**Available data:**
----

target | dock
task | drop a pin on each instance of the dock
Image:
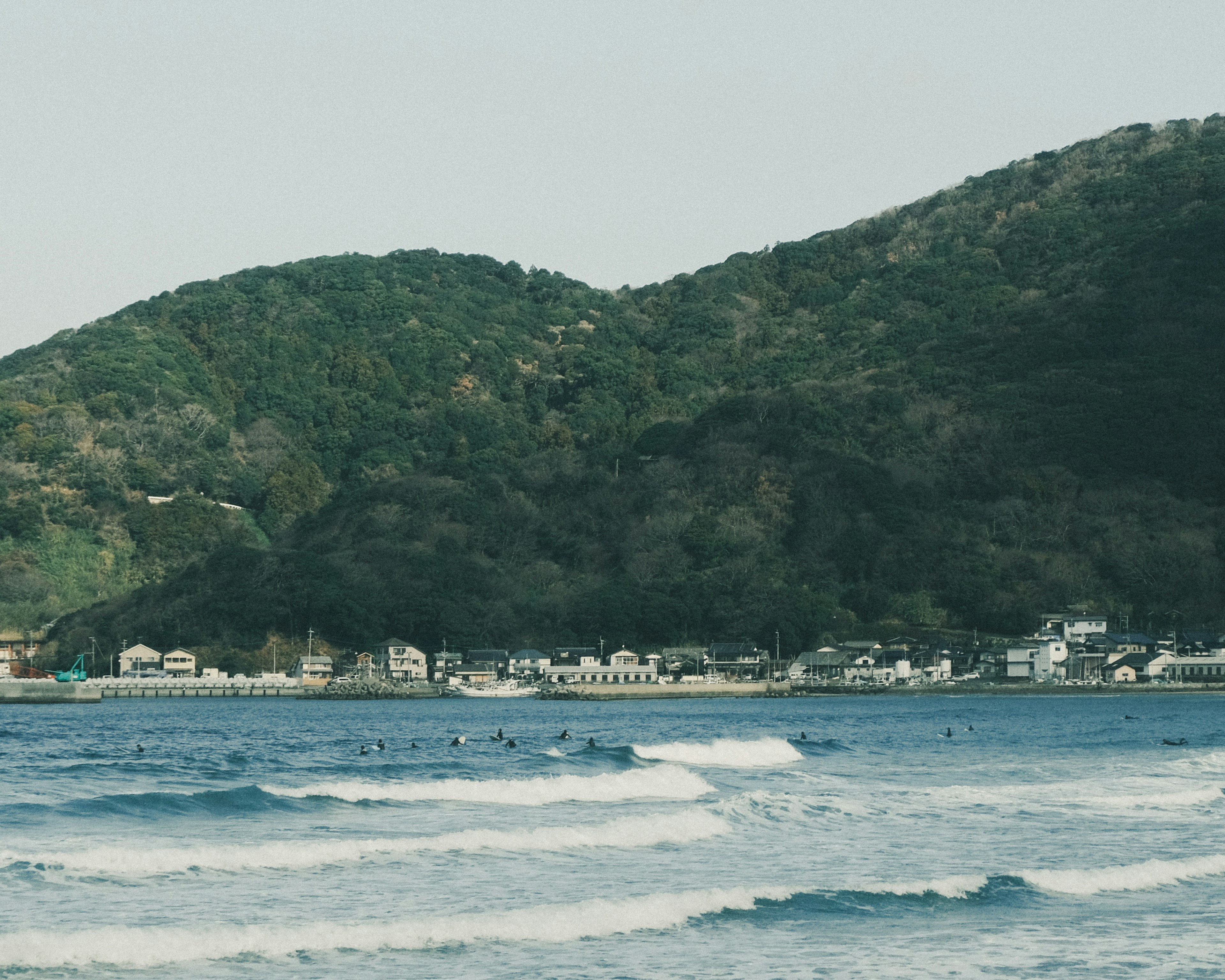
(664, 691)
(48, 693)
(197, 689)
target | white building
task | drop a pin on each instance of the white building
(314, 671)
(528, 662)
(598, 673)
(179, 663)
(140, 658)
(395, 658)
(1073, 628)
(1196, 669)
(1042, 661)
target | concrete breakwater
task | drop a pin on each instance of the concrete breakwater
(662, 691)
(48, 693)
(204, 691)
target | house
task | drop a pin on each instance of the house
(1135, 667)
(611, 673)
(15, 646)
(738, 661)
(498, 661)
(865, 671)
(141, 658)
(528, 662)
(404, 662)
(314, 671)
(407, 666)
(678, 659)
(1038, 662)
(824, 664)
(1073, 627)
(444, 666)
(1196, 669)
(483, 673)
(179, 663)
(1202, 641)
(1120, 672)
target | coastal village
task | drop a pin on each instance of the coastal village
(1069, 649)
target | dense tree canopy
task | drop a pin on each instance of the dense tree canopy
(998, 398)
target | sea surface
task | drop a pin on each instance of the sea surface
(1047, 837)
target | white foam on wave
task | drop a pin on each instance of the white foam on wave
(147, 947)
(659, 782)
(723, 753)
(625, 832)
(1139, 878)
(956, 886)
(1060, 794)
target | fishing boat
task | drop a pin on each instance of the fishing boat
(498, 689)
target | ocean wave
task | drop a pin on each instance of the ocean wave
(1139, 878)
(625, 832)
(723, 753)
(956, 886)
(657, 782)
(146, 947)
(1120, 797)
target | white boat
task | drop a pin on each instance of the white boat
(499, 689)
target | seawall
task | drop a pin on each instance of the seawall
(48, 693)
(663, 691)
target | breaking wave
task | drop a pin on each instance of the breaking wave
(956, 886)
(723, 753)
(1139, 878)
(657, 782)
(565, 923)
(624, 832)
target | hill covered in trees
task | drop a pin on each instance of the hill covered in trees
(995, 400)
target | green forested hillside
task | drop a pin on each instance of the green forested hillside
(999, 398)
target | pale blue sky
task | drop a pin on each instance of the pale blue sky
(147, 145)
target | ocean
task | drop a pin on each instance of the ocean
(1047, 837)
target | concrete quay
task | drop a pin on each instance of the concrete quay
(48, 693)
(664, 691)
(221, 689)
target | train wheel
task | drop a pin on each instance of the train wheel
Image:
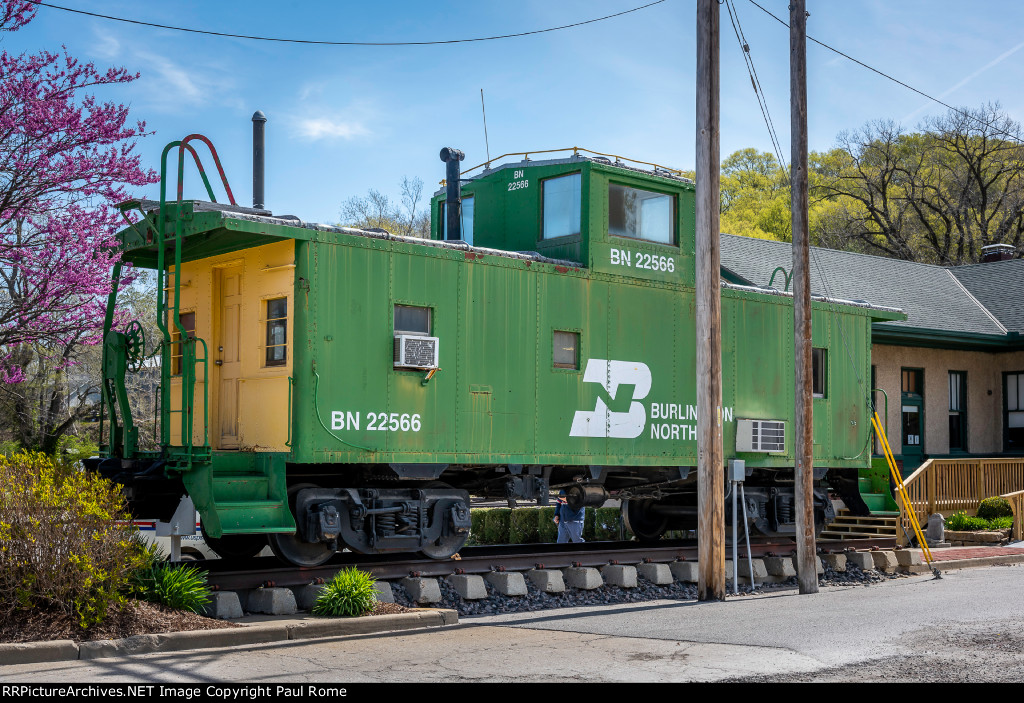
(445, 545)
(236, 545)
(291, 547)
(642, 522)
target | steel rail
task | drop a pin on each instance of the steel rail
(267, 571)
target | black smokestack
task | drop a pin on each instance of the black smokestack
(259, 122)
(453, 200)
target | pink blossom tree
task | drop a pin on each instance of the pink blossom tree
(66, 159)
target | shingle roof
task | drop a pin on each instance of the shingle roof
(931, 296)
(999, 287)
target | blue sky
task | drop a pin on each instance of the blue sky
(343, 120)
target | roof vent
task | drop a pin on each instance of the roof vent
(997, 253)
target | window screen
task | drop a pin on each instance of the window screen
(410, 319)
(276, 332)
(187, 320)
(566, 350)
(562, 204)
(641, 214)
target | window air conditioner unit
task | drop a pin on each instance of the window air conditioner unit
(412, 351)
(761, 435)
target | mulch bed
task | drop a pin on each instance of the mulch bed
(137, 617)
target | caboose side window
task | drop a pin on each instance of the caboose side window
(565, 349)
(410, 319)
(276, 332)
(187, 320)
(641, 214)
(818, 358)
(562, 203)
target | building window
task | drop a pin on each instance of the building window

----

Rewrite all the records above with "drop a pin on" changed to "place a marker on" wherever it occurs, and keep everything else the same. Leave the pictures out of your answer.

target | dock
task | place a marker on each instance of the dock
Image:
(664, 691)
(48, 693)
(197, 689)
target | white building
task | place a marker on each instance of the white building
(314, 671)
(528, 662)
(598, 673)
(179, 663)
(140, 658)
(395, 658)
(1073, 628)
(1196, 669)
(1042, 661)
target | concrete breakwater
task | place a marker on each instance of the concrete breakwater
(662, 691)
(48, 693)
(204, 691)
target | house
task | place a marker on each instance of the house
(1135, 667)
(611, 673)
(15, 646)
(738, 661)
(498, 661)
(865, 671)
(141, 658)
(528, 662)
(404, 662)
(314, 671)
(407, 666)
(678, 659)
(1038, 662)
(824, 664)
(1073, 627)
(444, 666)
(1196, 669)
(483, 673)
(179, 663)
(1202, 641)
(1120, 672)
target | coastal village
task | place a marker on each instance of the coastal village
(1069, 649)
target | dense tree canopy
task | place a marker on each instance of the dense tree canopy
(998, 398)
target | sea surface
task | place a marker on each instance of the sea surface
(1047, 837)
target | white foam on wave
task | place a marker on each instance of the white foam on wave
(147, 947)
(659, 782)
(723, 753)
(625, 832)
(1139, 878)
(956, 886)
(1060, 794)
target | fishing boat
task | place a marker on each instance of the fishing boat
(498, 689)
target | ocean wave
task | place a marker on each instance of the ocean wave
(1139, 878)
(625, 832)
(723, 753)
(956, 886)
(657, 782)
(146, 947)
(1120, 797)
target | white boat
task | place a marker on each instance of the white boat
(499, 689)
target | seawall
task | place a marker on each instance of the seawall
(48, 693)
(663, 691)
target | breaking wave
task | place a marker on each instance of the breaking wave
(956, 886)
(723, 753)
(1139, 878)
(657, 782)
(565, 923)
(624, 832)
target | hill covered in trees
task | place a marker on each instance of the hill covered in trees
(995, 400)
target | green forested hillside
task | place a marker on each instance of the green forested hillside
(999, 398)
target | pale blue sky
task | place a marker on each instance of the pale blue sky
(147, 145)
target | ocean
task | place a marker on each instance of the ocean
(1047, 837)
target | concrete quay
task | place a marker on each instance of the concrete quay
(48, 693)
(664, 691)
(221, 689)
target | train wheel
task | place a marker on each instance of the train wheel
Image:
(445, 545)
(236, 545)
(291, 547)
(642, 522)
target | steel rail
task | place a marker on each instance of the steel rail
(267, 571)
target | black smokestack
task | place a marker on each instance of the black smokestack
(259, 122)
(453, 200)
target | pink blossom tree
task | place a marker on each instance of the pink blossom tree
(66, 159)
target | shingle roof
task | place a marker on each instance of the shingle roof
(931, 296)
(999, 287)
target | blue sky
task | place a marker on each instance of the blue sky
(343, 120)
target | roof vent
task | place a marker on each instance of the roof vent
(997, 253)
target | window screen
task | place a marker on each instance of the window screen
(410, 319)
(276, 332)
(187, 320)
(566, 350)
(562, 204)
(641, 214)
target | window air conditioner unit
task | place a marker on each instance of the window air conditioner unit
(412, 351)
(761, 435)
target | mulch bed
task | place a marker on each instance of the mulch bed
(137, 617)
target | caboose side window
task | place a marker on each instance of the caboose side window
(565, 349)
(410, 319)
(276, 332)
(187, 320)
(641, 214)
(818, 358)
(562, 203)
target | building window
task | place a marker on each instance of the building window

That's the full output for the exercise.